PROBLEMS:
**1)** Rewrite the paragraph beginning "Continuing onwards in statistical analysis" from the page on measures of variability as one shorter sentence that keeps its main facts.
**2)** Answer these questions about the page on measures of variability:
(a) What education level does the page give?
(b) What date does it show?
(c) Which four measures does it list?

SOURCE TEXT:
■ ■ ■ ■ ■ ■ ■
Measures of Variability/Dispersion

A brief overview of the various measures of variability/dispersion used to interpret data sets in statistical analysis.

Edu Level: Unit1

Date: Dec 6 2025 - 3:39 AM

⏱️Read Time:

Notebooks ⬅️ Applied Math ⬅️ Measures of Variability/Dispersion

Measures of Variability/Dispersion

Continuing onwards in statistical analysis, there are a variety of measures that affect the spread or concentration of data in a data set. These are known as the Measures of Variability/Dispersion.

These are:

Standard Deviation
Variance
Range
Inter-quartile Range ($IQR$)
■ ■ ■ ■ ■ ■ ■
PROVIDED DATA:
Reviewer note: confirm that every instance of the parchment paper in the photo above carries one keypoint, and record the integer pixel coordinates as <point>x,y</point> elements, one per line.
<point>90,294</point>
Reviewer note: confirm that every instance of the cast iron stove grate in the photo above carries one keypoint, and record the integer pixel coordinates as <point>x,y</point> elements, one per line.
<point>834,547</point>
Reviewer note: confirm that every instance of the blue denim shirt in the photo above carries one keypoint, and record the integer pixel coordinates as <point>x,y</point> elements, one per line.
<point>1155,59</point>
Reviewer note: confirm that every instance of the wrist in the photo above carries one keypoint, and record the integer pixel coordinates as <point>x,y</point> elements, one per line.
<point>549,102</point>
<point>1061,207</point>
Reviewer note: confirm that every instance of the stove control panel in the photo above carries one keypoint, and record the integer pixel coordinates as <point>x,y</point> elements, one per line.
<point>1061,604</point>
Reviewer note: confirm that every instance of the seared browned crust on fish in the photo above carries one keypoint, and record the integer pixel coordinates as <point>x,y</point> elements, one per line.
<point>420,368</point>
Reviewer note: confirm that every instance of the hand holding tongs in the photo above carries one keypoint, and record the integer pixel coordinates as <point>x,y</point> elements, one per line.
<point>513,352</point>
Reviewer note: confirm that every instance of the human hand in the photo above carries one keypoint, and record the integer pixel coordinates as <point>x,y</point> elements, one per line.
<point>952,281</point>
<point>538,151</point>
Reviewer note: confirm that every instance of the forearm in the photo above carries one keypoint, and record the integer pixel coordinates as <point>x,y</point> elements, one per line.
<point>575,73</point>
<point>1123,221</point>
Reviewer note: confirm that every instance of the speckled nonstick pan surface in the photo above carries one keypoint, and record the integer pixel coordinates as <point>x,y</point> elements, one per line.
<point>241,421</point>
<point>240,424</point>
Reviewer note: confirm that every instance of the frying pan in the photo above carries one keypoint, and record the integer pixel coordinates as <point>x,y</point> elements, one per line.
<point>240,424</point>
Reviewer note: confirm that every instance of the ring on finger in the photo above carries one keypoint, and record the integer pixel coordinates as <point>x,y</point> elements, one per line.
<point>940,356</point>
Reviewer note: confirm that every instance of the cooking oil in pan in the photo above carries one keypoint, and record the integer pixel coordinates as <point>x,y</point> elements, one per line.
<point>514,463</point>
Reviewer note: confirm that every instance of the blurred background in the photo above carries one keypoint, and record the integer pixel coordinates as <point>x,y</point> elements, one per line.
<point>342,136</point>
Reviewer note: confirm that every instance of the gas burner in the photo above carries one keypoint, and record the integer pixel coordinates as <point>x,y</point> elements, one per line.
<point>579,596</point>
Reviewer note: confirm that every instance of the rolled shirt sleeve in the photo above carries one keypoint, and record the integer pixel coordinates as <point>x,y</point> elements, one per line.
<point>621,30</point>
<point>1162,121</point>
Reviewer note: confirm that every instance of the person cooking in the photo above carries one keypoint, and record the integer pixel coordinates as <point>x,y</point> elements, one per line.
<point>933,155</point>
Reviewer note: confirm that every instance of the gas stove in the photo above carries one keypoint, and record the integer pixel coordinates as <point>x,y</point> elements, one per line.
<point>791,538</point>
■ ■ ■ ■ ■ ■ ■
EXERCISE RESULTS:
**1)** Statistical analysis includes several measures, called the Measures of Variability/Dispersion, that affect how spread out or concentrated the data in a data set are.

**2)**
(a) Unit1
(b) Dec 6 2025 - 3:39 AM
(c) Standard Deviation, Variance, Range, and Inter-quartile Range (IQR)